## Estratto:

● ● ● ● ●

La Storia non si fa con i “se”. La Storia, appunto: non il futuro! Se non possiamo immaginare una Storia diversa, un diverso futuro che non sia perpetuazione del presente o del recente passato, quello sì che possiamo immaginarlo, anzi dobbiamo farlo. Tutto dipende dai “se”: i “se” sono le ipotesi che possiamo aprirci davanti oggi per puntare a un diverso futuro, magari migliore del presente o del recente passato. Ed è di uno di questi “se” che vorrei parlare per immaginare un’evoluzione del nostro sistema democratico perché, continuando così, ritengo non solo che non andremo da nessuna parte, ma che ci faremo anche molto male.

La nostra carta costituzionale riconosce la sovranità al popolo, che la esercita nelle forme e nei limiti della Costituzione (art. 1). Le forme immaginabili nel 1948 per esercitare tale sovranità non sono certo quelle che potremmo adottare oggi. Da qualche anno, alla nascita, ci viene assegnato un codice fiscale. E se a tale assegnazione venisse contestualmente affiancata quella di un identificativo digitale unico come le impronte digitali o addirittura di una e-mail così composta: codicefiscale@popolosovrano.it? Non disporremmo forse così di un modo diretto di esercitare la sovranità?

● ● ● ● ●

## Dati forniti:
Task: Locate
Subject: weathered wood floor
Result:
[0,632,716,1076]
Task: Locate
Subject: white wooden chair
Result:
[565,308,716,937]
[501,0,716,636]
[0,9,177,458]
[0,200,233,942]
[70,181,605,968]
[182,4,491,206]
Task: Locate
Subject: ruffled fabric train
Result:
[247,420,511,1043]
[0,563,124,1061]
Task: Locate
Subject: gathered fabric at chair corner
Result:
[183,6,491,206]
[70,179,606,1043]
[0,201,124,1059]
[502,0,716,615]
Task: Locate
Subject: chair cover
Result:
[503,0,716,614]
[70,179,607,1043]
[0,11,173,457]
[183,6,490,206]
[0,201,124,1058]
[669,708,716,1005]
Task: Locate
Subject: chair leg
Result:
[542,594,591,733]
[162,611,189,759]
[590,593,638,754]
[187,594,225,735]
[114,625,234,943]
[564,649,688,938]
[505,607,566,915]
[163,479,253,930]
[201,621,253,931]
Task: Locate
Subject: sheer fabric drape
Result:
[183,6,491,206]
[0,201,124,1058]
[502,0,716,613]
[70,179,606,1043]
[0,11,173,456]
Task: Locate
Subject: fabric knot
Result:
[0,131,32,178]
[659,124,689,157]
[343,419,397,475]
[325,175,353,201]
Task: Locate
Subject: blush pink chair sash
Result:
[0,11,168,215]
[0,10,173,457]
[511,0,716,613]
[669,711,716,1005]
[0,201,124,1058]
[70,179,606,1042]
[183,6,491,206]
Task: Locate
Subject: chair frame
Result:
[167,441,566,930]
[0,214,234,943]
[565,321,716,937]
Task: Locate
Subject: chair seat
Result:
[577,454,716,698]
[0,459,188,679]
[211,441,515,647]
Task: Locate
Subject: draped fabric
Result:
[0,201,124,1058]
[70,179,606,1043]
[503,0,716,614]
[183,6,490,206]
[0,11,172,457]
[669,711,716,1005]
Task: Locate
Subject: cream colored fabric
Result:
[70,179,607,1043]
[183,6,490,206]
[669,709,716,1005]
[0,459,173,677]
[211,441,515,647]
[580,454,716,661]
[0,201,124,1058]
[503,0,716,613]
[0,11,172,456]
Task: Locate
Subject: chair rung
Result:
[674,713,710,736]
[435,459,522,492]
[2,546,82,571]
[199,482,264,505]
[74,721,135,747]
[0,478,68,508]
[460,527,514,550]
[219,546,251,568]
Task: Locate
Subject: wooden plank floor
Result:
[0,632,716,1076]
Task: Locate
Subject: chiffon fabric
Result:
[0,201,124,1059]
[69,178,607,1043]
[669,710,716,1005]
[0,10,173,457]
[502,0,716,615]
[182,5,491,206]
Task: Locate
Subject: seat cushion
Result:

● ● ● ● ●

## Obiettivo 1:
Ricopia dall'estratto il passo che comincia con "La Storia non" e finisce con "anche molto male.".
## Obiettivo 2:
Secondo l'estratto, quale articolo della Costituzione riconosce la sovranità al popolo?

## Soluzione svolta 1:
La Storia non si fa con i “se”. La Storia, appunto: non il futuro! Se non possiamo immaginare una Storia diversa, un diverso futuro che non sia perpetuazione del presente o del recente passato, quello sì che possiamo immaginarlo, anzi dobbiamo farlo. Tutto dipende dai “se”: i “se” sono le ipotesi che possiamo aprirci davanti oggi per puntare a un diverso futuro, magari migliore del presente o del recente passato. Ed è di uno di questi “se” che vorrei parlare per immaginare un’evoluzione del nostro sistema democratico perché, continuando così, ritengo non solo che non andremo da nessuna parte, ma che ci faremo anche molto male.

## Soluzione svolta 2:
L'articolo 1.